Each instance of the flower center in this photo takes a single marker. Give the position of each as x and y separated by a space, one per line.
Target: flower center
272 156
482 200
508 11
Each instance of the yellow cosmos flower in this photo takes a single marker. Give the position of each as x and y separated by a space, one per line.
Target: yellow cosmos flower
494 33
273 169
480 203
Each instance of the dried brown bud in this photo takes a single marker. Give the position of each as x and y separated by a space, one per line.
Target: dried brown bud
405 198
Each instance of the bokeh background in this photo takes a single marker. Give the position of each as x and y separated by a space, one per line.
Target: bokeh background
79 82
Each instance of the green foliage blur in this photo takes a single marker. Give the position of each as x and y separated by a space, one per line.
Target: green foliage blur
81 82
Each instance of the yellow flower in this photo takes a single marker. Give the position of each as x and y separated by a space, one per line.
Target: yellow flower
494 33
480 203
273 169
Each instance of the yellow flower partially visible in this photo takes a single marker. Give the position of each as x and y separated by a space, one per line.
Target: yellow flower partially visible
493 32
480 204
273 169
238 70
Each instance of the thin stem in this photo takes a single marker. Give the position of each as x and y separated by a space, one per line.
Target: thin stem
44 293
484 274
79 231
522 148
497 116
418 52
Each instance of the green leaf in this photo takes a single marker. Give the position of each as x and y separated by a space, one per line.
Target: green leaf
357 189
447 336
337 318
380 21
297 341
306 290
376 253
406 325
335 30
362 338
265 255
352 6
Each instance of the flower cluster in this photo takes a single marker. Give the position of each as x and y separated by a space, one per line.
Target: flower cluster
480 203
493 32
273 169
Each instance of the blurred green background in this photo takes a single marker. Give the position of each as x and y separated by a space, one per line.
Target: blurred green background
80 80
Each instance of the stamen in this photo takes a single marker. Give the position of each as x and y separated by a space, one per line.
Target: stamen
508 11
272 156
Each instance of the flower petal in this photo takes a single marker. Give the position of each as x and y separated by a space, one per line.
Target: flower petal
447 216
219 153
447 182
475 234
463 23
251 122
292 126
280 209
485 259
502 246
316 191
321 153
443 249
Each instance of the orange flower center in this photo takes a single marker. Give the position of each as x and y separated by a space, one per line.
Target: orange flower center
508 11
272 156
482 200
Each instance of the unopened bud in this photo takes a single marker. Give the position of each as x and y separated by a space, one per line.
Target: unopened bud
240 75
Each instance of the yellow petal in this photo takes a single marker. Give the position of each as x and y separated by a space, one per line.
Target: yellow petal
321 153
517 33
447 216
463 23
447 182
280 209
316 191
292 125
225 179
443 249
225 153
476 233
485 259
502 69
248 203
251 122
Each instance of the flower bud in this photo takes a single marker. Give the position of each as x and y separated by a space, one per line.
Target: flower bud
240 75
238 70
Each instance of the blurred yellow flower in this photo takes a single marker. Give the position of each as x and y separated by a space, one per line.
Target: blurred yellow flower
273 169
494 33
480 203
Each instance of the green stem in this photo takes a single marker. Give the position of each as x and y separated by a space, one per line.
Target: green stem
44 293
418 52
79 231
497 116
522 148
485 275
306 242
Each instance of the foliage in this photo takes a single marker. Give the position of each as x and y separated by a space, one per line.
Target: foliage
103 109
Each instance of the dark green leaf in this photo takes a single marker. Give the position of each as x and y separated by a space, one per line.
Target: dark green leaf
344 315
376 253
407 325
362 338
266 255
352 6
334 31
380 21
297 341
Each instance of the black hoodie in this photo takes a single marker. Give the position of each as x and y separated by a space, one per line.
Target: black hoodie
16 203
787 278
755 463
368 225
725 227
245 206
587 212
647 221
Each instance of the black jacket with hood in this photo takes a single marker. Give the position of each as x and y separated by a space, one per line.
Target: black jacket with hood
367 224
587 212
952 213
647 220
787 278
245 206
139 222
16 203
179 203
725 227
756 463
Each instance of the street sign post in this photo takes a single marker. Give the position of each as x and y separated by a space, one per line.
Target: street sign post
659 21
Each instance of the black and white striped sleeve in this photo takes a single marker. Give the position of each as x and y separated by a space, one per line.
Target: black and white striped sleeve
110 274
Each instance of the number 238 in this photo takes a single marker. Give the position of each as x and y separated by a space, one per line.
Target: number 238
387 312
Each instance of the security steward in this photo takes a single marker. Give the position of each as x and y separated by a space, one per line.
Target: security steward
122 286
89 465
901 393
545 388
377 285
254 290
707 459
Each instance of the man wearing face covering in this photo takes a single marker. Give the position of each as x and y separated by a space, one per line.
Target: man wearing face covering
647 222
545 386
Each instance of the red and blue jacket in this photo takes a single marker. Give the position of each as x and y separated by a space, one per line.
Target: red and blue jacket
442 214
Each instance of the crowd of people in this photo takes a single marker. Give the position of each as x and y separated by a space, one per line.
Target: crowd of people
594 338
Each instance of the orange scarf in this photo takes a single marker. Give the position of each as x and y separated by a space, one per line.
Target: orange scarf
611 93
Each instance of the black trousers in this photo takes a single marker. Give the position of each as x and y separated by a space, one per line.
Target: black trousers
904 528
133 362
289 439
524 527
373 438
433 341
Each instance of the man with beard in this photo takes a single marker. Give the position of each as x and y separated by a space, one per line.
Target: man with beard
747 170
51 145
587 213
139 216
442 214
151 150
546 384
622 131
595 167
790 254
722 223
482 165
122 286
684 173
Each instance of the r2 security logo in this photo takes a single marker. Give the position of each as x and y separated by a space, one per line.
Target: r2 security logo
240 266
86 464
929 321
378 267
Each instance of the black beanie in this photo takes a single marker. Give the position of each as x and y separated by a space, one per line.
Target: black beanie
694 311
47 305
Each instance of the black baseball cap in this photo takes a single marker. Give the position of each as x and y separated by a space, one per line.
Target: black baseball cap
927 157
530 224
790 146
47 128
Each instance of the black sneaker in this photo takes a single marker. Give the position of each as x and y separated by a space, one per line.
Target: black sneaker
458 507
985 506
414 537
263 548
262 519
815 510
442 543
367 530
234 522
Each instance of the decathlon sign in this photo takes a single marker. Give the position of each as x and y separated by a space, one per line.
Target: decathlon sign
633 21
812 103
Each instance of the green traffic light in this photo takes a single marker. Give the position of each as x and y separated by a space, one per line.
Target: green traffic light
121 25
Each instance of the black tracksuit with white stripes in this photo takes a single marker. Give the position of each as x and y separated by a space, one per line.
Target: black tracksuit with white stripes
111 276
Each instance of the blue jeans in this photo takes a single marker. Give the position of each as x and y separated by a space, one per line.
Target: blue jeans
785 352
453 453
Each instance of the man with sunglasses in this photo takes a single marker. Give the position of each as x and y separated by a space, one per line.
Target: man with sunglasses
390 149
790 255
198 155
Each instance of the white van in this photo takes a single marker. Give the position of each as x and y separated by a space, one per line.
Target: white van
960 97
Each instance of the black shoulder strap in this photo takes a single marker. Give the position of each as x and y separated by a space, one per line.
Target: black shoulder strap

|---|

> Required action: Write down every entry exactly.

> Reply to the task:
Each instance of the flower center in this photo takes a single marker. Give the position of each as x and y separated by a space, one per line.
Target: flower center
272 156
482 200
508 11
Each instance of the yellow cosmos flower in this photo takes a single marker. Give the position of each as x and y separated by a space, one per line.
Target: yellow cosmos flower
494 33
273 169
480 203
Each instance of the dried brown bud in this photo takes a single marker. Give the position of each as x and y separated by a space, one per line.
Target: dried brown bud
405 198
Each instance of the bokeh background in this photo takes a single marker. Give the position of each as x and y separated by a space, one per line.
Target: bokeh background
79 82
Each instance of the green foliage blur in this photo takes a single marker. Give the position of each as x and y separated by a space, one per line.
Target: green foliage blur
81 82
Each instance of the yellow flower in this photo takes a single marker. Give the position of each as x and y separated by a space, one per line.
Target: yellow flower
494 33
480 203
273 169
Each instance of the yellow flower partially visible in this photo takes a single marker. Give the position of each as x and y separated by a space, one per line.
Target: yellow flower partially visible
493 32
480 204
273 169
238 70
Each instance of the thin stem in this photo takes a single marker. Give the position of each as x and y separated by a space, one per line.
Target: thin stem
44 293
484 274
79 231
522 148
497 116
418 52
Each instance of the green leaf in this photo takes a single marker. Give the position of each as x and y separated by a space, one per line.
Target: green leaf
357 189
447 336
337 318
380 21
297 341
306 290
376 253
406 325
335 30
362 338
265 255
352 6
Each instance of the flower cluster in this photo takes a single marker. Give the position of each as x and y separated by a space, one per line.
Target: flower cluster
480 203
493 32
273 169
Each instance of the blurred green background in this photo takes a single marker. Give the position of each as x and y separated by a space, one per line.
Target: blurred green background
80 80
Each instance of the stamen in this photo takes a single marker. Give the position of each as x and y separated by a space, one per line.
Target: stamen
508 11
272 156
Each instance of the flower petal in this photo takes a single marker. Give the position of each as x and y separated by a space, one per line.
Target: flower petal
447 216
219 153
447 182
475 234
463 23
251 122
292 126
280 209
485 259
502 246
316 191
321 153
443 249
Each instance of the orange flower center in this photo takes a single marker. Give the position of each as x and y separated by a space, one per line.
Target: orange flower center
508 11
272 156
482 200
Each instance of the unopened bud in this photo takes a single marker. Give the position of each as x and y separated by a space, one per line.
Target: unopened bud
240 75
Each instance of the yellow petal in this photo takes a single marker. Give the position of each as x and y separated by a space, one per line.
Target: yellow petal
321 153
517 33
447 216
463 23
447 182
280 209
316 191
292 125
225 179
443 249
225 153
476 233
485 259
502 69
248 203
251 122
Each instance of the flower bud in this photo takes a single marker. Give the position of each as x and y separated by a space, one per line.
Target: flower bud
240 75
238 70
Each instance of the blurred yellow flower in this photo takes a single marker. Give the position of each as x and y separated by a space, one per line.
Target: blurred yellow flower
273 169
494 33
480 203
Each instance of the green stem in this photo takes a single marker. Give the position of each as x and y separated by a space, one per line.
Target: green stem
44 293
418 52
79 231
497 116
522 148
485 275
306 242
Each instance of the foliage in this photo takes a single marker. Give the position of each as x and y separated by a space, one per line.
Target: foliage
103 109
Each instance of the dark green leaf in this photo takes a single marker. Give the position of each as x and y separated by a space, one per line.
Target: dark green leaf
344 315
376 253
407 325
362 338
266 255
352 6
334 31
380 21
297 341
Each instance of the black hoodie in this photo takes a single marker. Give the position of each as x and y separated by a space, one per line.
Target: black hoodie
16 203
787 278
755 463
368 225
725 227
245 206
587 212
647 221
Each instance of the black jacket with hood in this photo takes a single marker. Give the position of each as x and y separated by a space, one per line.
Target: black jacket with hood
367 224
587 212
952 213
647 220
787 278
245 206
139 222
16 203
179 203
725 227
756 463
Each instance of the street sign post in this photo takes a single marker. Give the position of each as x and y separated by a space, one per line.
Target: street sign post
659 21
Each instance of the black and white striped sleeve in this photo takes a single marker. Give the position of each as x and y separated by a space, one per line.
Target: black and white striped sleeve
110 274
Each instance of the number 238 in this photo takes a single marker. Give the position of each as x and y separated by a space, one per line.
Target: number 238
387 312
Each instance of the security steward in this photo takes a single marker. Give the position of each as x and y separated by a space, one per line.
Target: security steward
122 286
89 465
901 393
545 388
377 285
254 290
707 459
Each instance of the man wearing face covering in this photo takes a single marker. Give the position of each as x and y separated by a space, one per line.
Target: man wearing face covering
647 222
545 386
Each instance of the red and blue jacket in this photo takes a single marker. Give the position of each as x and y separated by a space, one per line.
Target: red and blue jacket
442 214
Each instance of the crowd of people in this photo takes a single marker. Give the position of each as x and y separated by a space, one per line.
Target: crowd of people
594 338
Each instance of the orange scarf in this photo takes a single marker. Give the position of each as x and y separated by a space, one per line.
Target: orange scarf
611 93
Each instance of the black trousers in this photo takes a single marker. Give the position of each as x and y separated by a space, one per line.
Target: black trousers
904 528
133 362
289 439
524 527
373 438
433 341
Each instance of the man with beard in this photo takes a single marker. Give the position of each as x and y separated by a space, one per line.
Target: man with beard
747 170
51 145
587 213
139 216
442 214
151 150
546 384
622 131
595 167
790 254
722 223
482 165
122 286
684 173
Each instance of the r2 security logo in this photo takes a single marker. Give the position of each as x and y separated by a space, one per line.
Target: r2 security logo
240 266
86 464
929 321
378 267
Each instance of the black beanie in this photo takes a single marker. Give the position of each as x and y separated by a space, one per line.
Target: black beanie
694 311
47 305
Each instance of the black baseball cap in this photo takes a single marker. Give the position of each as x and y separated by a space, one per line.
Target: black baseball cap
927 157
530 224
790 146
47 128
Each instance of the black sneaker in this photo takes a single marker. Give the position of each as x and y separated by a space, one per line.
Target: black sneaker
458 507
985 506
414 537
263 548
262 519
815 510
442 543
367 530
234 522
Each instance of the decathlon sign in this photo takes a single marker. Give the position of each as x and y separated by a space, one per line.
Target: decathlon sign
633 21
812 103
Each instance of the green traffic light in this photo takes a single marker. Give the position of each as x and y separated by a space, one per line.
Target: green traffic light
121 25
Each instance of the black tracksuit with white stripes in this photo takes a single marker. Give the position of each as x and y separated by a space, one per line.
Target: black tracksuit with white stripes
111 276
Each instance of the blue jeans in this photo takes a single marker. Give the position of each as x and y separated by a space, one per line.
Target: blue jeans
785 352
453 453
Each instance of the man with sunglasses in this photo takes a single marker. Give the position of each as x and y separated by a space, one per line.
Target: man with sunglasses
390 149
790 255
198 155
Each instance of the white van in this photo takes a single marker. Give the position of each as x and y separated by a space, one per line.
Target: white van
960 97
Each instance of the black shoulder strap in this photo takes a single marker. Give the position of each as x and y separated by a space, one per line.
Target: black shoulder strap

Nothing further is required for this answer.